▶ TASK ITEM:
In the passage on long Covid, copy the part that begins at the words "It’s still unclear" and stops after "is among them.", substituting "virus" for "coronavirus".

▶ PROVIDED PASSAGE:
--- --- ---
The wide range and unquestionable severity of long-term effects for a subset of Covid-19 patients is already well-supported by a number of studies. They experience often unpredictable combinations of symptoms, including chest pain, intermittent fevers, gastrointestinal problems, high blood pressure, depression, anxiety, memory and attention problems, low energy and more.

It’s still unclear exactly how many people who have been infected by the coronavirus will develop long-lasting symptoms, but the number appears substantial. An immunologist at London’s Imperial College told Scientific American in December that his “guesstimate is that we probably have way more than 5 million people on the planet with long Covid.” And as daily global cases remain well over 500,000, even with massive vaccination drives underway, it’s likely that a nontrivial fraction of total patients — some have estimated 2 percent — will develop long-term symptoms.

A long-time employee of self-help guru Tony Robbins’ company, Debbie Kosta, is among them.
--- --- ---
▶ AVAILABLE DATA:
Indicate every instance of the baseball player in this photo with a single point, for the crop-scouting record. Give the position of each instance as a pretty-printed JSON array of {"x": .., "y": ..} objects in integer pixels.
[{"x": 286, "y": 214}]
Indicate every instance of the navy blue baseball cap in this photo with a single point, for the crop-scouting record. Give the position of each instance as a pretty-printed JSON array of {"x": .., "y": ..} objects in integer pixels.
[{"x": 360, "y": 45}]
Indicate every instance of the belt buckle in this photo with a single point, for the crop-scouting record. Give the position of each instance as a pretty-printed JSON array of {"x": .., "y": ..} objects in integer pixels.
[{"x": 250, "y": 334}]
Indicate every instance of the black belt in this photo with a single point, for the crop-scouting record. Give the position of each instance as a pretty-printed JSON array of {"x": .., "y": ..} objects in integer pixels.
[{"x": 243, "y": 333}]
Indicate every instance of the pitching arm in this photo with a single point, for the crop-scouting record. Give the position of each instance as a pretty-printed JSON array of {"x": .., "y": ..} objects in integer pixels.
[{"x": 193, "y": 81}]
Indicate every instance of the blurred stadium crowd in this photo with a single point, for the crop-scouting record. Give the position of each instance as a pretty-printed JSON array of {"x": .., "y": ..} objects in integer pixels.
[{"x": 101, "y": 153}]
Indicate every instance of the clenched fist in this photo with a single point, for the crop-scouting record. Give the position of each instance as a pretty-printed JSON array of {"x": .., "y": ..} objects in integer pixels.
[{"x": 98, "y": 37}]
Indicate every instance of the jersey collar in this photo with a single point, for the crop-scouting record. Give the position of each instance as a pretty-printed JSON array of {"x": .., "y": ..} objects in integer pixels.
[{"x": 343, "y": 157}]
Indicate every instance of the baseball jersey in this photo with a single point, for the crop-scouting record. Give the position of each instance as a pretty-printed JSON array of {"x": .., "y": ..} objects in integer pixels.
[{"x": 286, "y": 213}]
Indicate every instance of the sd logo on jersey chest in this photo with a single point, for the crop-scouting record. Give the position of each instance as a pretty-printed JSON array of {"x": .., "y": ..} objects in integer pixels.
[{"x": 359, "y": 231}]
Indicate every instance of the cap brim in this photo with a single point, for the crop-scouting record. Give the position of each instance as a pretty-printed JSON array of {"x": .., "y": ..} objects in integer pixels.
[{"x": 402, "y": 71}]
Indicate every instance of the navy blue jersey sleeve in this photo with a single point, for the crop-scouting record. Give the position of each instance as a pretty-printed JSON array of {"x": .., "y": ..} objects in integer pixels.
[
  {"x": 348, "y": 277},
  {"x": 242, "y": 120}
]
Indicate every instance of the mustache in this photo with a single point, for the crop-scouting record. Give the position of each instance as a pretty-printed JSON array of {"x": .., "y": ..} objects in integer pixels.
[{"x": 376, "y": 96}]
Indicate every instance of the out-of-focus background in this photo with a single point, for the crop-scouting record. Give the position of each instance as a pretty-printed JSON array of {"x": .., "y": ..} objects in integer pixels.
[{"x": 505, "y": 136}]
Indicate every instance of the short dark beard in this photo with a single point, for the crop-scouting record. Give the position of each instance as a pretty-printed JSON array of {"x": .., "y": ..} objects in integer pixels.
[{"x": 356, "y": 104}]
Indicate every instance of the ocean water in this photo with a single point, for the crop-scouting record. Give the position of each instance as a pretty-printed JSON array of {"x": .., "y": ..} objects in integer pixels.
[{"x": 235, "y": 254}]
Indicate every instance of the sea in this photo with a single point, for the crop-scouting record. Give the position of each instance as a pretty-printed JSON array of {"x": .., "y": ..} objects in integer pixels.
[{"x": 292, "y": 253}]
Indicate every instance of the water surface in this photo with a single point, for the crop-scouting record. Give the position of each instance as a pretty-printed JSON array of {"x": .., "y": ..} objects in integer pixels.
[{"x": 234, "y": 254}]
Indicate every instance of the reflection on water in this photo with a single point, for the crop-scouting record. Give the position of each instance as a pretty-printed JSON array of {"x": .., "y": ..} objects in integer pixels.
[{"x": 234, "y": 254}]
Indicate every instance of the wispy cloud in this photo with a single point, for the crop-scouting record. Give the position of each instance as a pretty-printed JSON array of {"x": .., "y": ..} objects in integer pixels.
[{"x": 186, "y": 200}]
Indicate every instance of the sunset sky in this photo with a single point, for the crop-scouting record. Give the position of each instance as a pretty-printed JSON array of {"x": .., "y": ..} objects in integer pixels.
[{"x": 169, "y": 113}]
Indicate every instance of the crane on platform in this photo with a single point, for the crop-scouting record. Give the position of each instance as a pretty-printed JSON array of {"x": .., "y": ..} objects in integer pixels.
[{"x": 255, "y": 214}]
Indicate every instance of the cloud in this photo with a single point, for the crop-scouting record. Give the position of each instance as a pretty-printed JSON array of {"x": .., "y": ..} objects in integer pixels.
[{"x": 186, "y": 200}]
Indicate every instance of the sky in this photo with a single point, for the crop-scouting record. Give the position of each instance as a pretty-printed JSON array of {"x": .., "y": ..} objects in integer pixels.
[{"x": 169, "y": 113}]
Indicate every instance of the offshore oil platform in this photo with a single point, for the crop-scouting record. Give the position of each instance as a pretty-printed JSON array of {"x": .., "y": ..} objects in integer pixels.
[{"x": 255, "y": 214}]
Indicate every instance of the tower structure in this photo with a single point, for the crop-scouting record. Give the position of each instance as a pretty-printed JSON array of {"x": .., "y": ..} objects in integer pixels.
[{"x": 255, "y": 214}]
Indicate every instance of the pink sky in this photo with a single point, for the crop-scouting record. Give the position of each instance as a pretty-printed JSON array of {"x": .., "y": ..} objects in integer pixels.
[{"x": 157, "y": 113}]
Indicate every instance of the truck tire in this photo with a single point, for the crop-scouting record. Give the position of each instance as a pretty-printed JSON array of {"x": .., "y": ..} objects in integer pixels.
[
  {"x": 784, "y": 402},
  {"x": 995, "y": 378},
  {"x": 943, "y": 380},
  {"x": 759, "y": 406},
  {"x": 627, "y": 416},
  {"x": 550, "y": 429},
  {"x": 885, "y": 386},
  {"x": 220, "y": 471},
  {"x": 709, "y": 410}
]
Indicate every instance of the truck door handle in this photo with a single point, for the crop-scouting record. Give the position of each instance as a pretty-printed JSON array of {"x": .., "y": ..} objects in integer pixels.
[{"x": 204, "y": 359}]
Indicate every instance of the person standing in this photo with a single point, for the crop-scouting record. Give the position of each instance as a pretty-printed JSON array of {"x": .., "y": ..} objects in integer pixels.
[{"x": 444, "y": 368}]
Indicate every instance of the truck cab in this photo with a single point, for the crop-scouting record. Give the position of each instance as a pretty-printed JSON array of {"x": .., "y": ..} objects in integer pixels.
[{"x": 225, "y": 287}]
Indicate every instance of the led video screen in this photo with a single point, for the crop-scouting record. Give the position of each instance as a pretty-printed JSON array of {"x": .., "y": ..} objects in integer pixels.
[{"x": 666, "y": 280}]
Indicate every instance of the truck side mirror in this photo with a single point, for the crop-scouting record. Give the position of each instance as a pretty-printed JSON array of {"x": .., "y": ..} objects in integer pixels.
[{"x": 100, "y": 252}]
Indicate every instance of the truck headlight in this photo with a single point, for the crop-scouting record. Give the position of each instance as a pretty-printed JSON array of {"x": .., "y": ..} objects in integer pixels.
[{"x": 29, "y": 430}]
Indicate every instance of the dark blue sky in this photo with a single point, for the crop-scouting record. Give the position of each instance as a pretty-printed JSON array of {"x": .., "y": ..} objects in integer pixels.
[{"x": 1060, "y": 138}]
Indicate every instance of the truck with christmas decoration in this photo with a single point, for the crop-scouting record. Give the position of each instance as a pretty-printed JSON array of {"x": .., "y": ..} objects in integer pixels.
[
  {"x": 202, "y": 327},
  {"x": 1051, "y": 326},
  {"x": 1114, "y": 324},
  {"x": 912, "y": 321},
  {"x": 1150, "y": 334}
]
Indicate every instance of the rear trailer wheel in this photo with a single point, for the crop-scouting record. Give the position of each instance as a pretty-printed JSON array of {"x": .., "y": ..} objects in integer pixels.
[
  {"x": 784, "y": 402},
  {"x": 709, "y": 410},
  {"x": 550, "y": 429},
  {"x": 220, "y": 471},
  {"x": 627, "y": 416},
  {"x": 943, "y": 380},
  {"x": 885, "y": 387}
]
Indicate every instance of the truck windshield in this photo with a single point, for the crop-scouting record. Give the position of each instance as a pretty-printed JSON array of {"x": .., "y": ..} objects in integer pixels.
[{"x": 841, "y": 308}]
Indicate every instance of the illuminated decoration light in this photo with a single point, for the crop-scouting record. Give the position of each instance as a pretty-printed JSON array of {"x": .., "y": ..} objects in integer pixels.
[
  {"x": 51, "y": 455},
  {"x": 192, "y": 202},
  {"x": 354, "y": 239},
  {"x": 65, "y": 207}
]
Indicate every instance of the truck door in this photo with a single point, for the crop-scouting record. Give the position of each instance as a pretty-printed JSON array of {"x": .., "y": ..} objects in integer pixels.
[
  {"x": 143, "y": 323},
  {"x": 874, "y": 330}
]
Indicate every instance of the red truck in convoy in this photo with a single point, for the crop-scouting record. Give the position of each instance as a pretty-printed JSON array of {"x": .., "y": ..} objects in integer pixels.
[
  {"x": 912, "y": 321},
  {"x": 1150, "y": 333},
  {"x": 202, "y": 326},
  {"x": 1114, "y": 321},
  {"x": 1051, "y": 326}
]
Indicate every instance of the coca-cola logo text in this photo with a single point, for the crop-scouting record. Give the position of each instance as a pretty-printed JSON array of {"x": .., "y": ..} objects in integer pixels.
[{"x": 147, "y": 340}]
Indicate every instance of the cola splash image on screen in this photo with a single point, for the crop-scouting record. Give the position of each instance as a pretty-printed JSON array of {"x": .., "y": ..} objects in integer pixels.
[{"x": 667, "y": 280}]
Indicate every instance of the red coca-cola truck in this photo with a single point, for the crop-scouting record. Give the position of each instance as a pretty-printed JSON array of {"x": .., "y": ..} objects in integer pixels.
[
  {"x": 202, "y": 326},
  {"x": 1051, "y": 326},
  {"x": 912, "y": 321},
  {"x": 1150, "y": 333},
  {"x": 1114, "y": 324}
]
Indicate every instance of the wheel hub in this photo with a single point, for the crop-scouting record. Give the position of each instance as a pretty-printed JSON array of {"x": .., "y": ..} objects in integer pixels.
--- --- ---
▶ WRITTEN SOLUTION:
It’s still unclear exactly how many people who have been infected by the virus will develop long-lasting symptoms, but the number appears substantial. An immunologist at London’s Imperial College told Scientific American in December that his “guesstimate is that we probably have way more than 5 million people on the planet with long Covid.” And as daily global cases remain well over 500,000, even with massive vaccination drives underway, it’s likely that a nontrivial fraction of total patients — some have estimated 2 percent — will develop long-term symptoms.

A long-time employee of self-help guru Tony Robbins’ company, Debbie Kosta, is among them.